▸ **Task prompt**
Continue the biography of Abu el-Qassim Mohamad Ibrahim from its last sentence.

▸ **Text for analysis**
----------------

First Vice President of Sudan
- In office 1977–1979
- President: Jaafar Nimeiry
- Preceded by: Mohamed al-Baghir Ahmed
- Succeeded by: Abdul Majid Hamid Khalil

Personal details
- Born: November 1937 Omdurman, Anglo-Egyptian Sudan
- Died: 20 April 2022 (aged 84)

= Abu el-Qassim Mohamad Ibrahim =

Sudanese soldier and politician (1937–2022)

Abu el-Qassim Mohamad Ibrahim (1937–2022) was a Sudanese soldier and politician.

Ibrahim was born in November 1937 in Omdurman. He was educated at the Military College of Sudan until 1961. He had a military career, and was an instructor at the Infantry Training School in Gebeit from 1968 to 1969.

----------------

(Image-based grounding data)

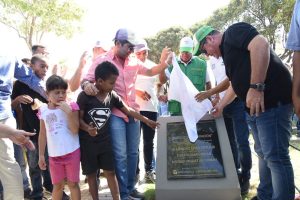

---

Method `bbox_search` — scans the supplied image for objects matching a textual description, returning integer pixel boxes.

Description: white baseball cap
[179,37,194,53]
[134,39,150,53]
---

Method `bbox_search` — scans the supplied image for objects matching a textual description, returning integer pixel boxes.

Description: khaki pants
[0,117,24,200]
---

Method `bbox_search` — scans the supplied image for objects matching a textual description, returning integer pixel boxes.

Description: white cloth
[40,104,79,157]
[135,59,158,112]
[165,58,211,83]
[168,54,212,142]
[209,56,227,99]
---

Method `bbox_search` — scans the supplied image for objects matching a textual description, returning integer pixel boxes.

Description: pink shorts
[49,148,80,184]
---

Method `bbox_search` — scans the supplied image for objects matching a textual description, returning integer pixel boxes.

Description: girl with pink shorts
[39,75,81,200]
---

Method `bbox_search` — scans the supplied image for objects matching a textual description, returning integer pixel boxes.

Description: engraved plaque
[167,120,225,179]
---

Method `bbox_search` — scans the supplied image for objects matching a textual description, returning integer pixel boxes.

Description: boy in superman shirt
[77,62,158,200]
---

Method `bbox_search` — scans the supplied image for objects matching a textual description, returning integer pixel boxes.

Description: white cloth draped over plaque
[168,53,212,142]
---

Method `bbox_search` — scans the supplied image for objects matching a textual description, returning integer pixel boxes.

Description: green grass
[144,183,257,200]
[144,184,155,200]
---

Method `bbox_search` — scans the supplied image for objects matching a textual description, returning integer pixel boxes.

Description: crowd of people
[0,0,300,200]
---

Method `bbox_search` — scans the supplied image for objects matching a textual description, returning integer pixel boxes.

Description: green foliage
[146,26,192,63]
[191,0,295,52]
[0,0,83,48]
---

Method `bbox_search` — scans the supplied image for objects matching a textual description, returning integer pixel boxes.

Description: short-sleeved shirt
[165,56,210,83]
[77,91,124,145]
[85,50,148,121]
[286,0,300,51]
[220,22,292,109]
[11,81,47,141]
[209,56,227,99]
[40,102,79,157]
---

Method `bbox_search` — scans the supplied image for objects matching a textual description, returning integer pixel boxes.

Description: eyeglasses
[128,44,134,51]
[119,40,134,52]
[200,37,207,54]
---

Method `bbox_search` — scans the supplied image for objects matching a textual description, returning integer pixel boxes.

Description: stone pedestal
[156,115,241,200]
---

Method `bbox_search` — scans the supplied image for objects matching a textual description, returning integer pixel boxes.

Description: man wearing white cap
[68,40,110,92]
[81,28,171,200]
[134,39,158,183]
[159,37,211,116]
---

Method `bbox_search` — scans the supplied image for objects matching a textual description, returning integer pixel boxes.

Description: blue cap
[114,28,138,45]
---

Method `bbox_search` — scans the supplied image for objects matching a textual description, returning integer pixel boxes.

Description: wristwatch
[81,81,90,90]
[250,83,265,92]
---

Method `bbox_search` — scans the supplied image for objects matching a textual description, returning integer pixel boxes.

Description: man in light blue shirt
[0,56,45,200]
[286,0,300,117]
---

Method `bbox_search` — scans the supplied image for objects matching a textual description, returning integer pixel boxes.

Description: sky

----------------

▸ **Answer for this exercise**
Ibrahim became a members of the National Revolutionary Command Council in 1969. He was then appointed to a number of cabinet positions. He was appointed as Minister of Local Government in October 1969 and served until July 1970. He was assistant Prime Minister for the Armed Forces from July to November 1970. He was Minister of the Interior from November 1970 to October 1971. He was Minister of Health from October 1971 to October 1973, and then Minister of Health and Social Welfare until 1974. He was Minister of Agriculture, Food and Natural Resources from 1974 to 1976. He was also part of Sudanese Socialist Union political bureau. Ibrahim was military commander in Khartoum Province from 1976 to 1979. He was appointed First Vice President of Sudan from 1977 to 1979. Later he was appointed Minister of National Assembly Affairs.

Ibrahim was again Minister of Health from January 2000 to June 2001. He died on 20 April 2022.